** Document text **

★ ★ ★ ★ ★ ★ ★

Photos by Ty O’Neil
“Support the warrior, not the war.” That was the message displayed on a poster that conveyed the message of this year’s Veterans Day parade – paying tribute to the soldiers and their sacrifices without celebrating any war they were a part of.
Friday, November 11th marked the 21st Veterans Day parade hosted in Reno along Virginia Street and was visited by thousands of cheering albeit cold supporters. The atmosphere was jovial as the celebration started at 11:11 am, the time at which is associated with and commemorates the end of World War 1.
To begin the festivities, Chris Payne was hosting the event and welcomed Reno Mayor Hillary Schieve to the stage. After words from two different military leaders, who asked that you thank all veterans for their service, there was a reading of the Veterans Day proclamation and a prayer for the day’s festivities and the community’s veterans.
Before the parade began to flow down Virginia Street, the national anthem was sung and greeted with applause as well as a flyover to mark the beginning of the parade. The parade itself was led by none other than the City of Reno Honor Guard.

★ ★ ★ ★ ★ ★ ★

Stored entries
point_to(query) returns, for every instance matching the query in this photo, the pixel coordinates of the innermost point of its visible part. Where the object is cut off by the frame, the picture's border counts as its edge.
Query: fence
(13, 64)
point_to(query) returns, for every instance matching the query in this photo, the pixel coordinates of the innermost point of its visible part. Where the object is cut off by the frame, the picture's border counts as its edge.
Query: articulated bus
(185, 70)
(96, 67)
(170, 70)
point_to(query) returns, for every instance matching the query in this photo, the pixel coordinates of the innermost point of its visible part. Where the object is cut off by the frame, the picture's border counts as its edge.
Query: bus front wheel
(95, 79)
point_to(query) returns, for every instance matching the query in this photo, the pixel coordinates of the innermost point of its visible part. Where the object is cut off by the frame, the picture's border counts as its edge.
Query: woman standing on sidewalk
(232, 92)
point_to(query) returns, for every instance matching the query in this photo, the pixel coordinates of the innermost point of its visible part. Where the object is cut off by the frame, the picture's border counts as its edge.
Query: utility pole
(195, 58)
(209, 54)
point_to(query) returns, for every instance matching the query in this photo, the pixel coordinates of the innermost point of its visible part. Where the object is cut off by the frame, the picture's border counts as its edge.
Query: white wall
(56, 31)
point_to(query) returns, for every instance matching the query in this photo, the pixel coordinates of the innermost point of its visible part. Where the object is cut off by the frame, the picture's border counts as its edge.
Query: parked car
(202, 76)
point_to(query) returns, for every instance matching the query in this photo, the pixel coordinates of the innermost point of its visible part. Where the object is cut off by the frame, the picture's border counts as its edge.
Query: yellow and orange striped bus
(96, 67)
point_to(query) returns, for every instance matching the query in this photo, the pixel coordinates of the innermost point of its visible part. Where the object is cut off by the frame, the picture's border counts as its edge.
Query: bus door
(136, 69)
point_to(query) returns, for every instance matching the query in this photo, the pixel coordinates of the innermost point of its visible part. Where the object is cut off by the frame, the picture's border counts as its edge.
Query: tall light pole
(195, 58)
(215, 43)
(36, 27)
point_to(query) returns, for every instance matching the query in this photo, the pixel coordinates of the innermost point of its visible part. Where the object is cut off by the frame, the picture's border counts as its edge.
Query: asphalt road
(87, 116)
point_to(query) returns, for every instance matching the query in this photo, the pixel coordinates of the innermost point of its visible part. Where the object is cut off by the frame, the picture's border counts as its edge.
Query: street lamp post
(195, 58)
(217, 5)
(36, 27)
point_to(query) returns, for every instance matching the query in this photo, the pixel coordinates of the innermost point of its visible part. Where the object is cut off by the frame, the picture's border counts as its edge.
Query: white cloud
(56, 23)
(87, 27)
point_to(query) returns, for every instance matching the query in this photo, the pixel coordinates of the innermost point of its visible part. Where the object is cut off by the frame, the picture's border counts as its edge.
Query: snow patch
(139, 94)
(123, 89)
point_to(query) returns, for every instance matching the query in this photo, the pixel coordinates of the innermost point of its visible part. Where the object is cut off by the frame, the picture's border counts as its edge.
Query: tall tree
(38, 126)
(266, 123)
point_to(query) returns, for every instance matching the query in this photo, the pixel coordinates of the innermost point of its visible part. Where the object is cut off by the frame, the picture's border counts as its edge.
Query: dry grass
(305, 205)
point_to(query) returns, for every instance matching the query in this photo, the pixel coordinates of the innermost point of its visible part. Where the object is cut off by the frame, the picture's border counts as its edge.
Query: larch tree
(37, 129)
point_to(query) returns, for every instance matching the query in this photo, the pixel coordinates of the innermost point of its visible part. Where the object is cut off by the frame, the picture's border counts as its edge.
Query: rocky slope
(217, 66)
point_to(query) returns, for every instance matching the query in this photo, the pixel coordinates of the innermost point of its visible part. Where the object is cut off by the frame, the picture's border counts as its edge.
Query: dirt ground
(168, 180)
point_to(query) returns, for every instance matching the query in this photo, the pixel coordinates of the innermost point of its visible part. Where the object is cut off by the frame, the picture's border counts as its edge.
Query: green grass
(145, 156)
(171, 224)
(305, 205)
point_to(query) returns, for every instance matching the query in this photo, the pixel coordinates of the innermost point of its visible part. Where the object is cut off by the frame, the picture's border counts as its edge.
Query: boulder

★ ★ ★ ★ ★ ★ ★

** Exercise description **
Extend the report on Reno's Veterans Day parade, starting after its last sentence. The data has nothing to do with this.

** Written reply **
At the beginning of the column was the Reno Fire Department with working fire “apparatuses,” traditional fire trucks and equipment, as well as the Reno Police Department with a vintage Reno Police “Cherry Topper” and their mounted division.
The Washoe County Sheriff’s Office, which showed up with their patrol division and SWAT units, were letting people know that they are actively recruiting deputies.
Continuing in the line up, there were 11 high schools who were represented by their JROTC groups, which added up to 1,745 cadets.
The Nevada National Guard, where some of the cadets might serve, followed them as a force that both has sent soldiers abroad and helped Nevada deal with many domestic issues such as wildfires and most recently, the COVID-19 pandemic.
Focusing on local issues and safety, the Downtown Reno Ambassadors, who were founded in 2018 and help people in the downtown area in regards to safety, walked before the Reno-Sparks Indian Colony, which has over 1,100 members in Northern Nevada. Native Americans rank the highest number of any ethnicity that have served in the military.
Many veteran groups participated this year such as the Reno Vietnam Veterans Chapter 989, the Marine Corps League Battleborn Attachment 672 and the Veterans of Foreign Wars District 3.
Also in the parade were the American Legion Post 30, the U.S. Submarine Veterans and the UNR Veterans Alumni Chapter. Each of the groups focus on helping those who have served and making sure veterans adjust back into civilian life.